▶ _Exercise text_:
The University of Sussex’s Winter Graduation ceremonies take place next week and the University will be awarding two new honorary degrees.

Honorary degrees are (much like Royal honours) handed to people who have made an outstanding contribution to society or a field of expertise.

While many of the University’s honorary graduates also previously completed a separate degree at Sussex, some will have studied elsewhere.

Here are 31 of our honorary graduates you might have heard of …


Violet Bonham Carter – June 1963

You’ll know the name from the fame of her granddaughter: the actress Helen Bonham Carter, who has appeared in films including Mary Shelley’s FrankensteinFight Club, the Harry Potter series and more.

But Lady Bonham Carter had achievements of her own; she was one of the first to alert Britain to the dangers of fascism in the lead-up to the Second World War, became governor of the BBC during the war and, just after the conflict, became the first female president of the Liberal Party (which became the Lib Dems).


Harold Macmillan – June 1963

The British Prime Minister from 1957 to 1963, Macmillan had previously fought (and been badly wounded) in the bitter Battle of the Somme during the Great War.

His honorary degree came just months before he left office, during which time the Conservative politician had overseen the launch of premium bonds – a saving scheme offering cash instead of interest – but also the controversial Beeching cuts, which closed more than 2,000 railway stations and thousands of miles of track.

▶ _Recorded data_:
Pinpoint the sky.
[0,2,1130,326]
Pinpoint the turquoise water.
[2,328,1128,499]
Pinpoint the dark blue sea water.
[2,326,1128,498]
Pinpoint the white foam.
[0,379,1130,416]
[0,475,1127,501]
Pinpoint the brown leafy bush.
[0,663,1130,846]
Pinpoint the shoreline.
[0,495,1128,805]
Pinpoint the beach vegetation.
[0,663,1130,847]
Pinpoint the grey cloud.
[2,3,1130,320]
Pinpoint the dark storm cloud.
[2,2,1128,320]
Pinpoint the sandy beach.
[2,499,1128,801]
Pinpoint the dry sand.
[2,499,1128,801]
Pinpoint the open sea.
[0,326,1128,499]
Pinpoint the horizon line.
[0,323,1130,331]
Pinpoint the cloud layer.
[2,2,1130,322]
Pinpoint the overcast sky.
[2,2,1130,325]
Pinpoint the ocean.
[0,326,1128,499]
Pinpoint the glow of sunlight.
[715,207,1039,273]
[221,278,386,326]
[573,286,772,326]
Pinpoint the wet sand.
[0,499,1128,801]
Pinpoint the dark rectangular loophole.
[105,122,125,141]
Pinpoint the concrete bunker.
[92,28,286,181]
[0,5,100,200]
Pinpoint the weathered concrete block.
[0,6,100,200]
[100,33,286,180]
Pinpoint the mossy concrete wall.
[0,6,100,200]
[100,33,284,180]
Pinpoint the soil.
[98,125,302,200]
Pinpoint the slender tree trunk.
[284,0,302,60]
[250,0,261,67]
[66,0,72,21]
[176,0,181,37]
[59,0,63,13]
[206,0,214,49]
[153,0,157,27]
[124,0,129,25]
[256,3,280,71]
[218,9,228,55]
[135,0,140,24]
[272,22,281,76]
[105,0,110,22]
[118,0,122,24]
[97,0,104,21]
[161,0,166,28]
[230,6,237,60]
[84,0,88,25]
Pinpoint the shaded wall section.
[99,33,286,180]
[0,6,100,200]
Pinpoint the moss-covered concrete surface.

▶ _Exercises to complete_:
1) From the piece on Sussex honorary graduates, list every war or battle it names.
2) Answer these from the piece on Sussex honorary graduates:
(a) How many honorary graduates does the piece say it will present?
(b) During which years was Harold Macmillan British Prime Minister?
(c) How many railway stations did the Beeching cuts close?

▶ _Responses for each task_:
1)
Second World War
Battle of the Somme
Great War

2)
(a) 31
(b) 1957 to 1963
(c) More than 2,000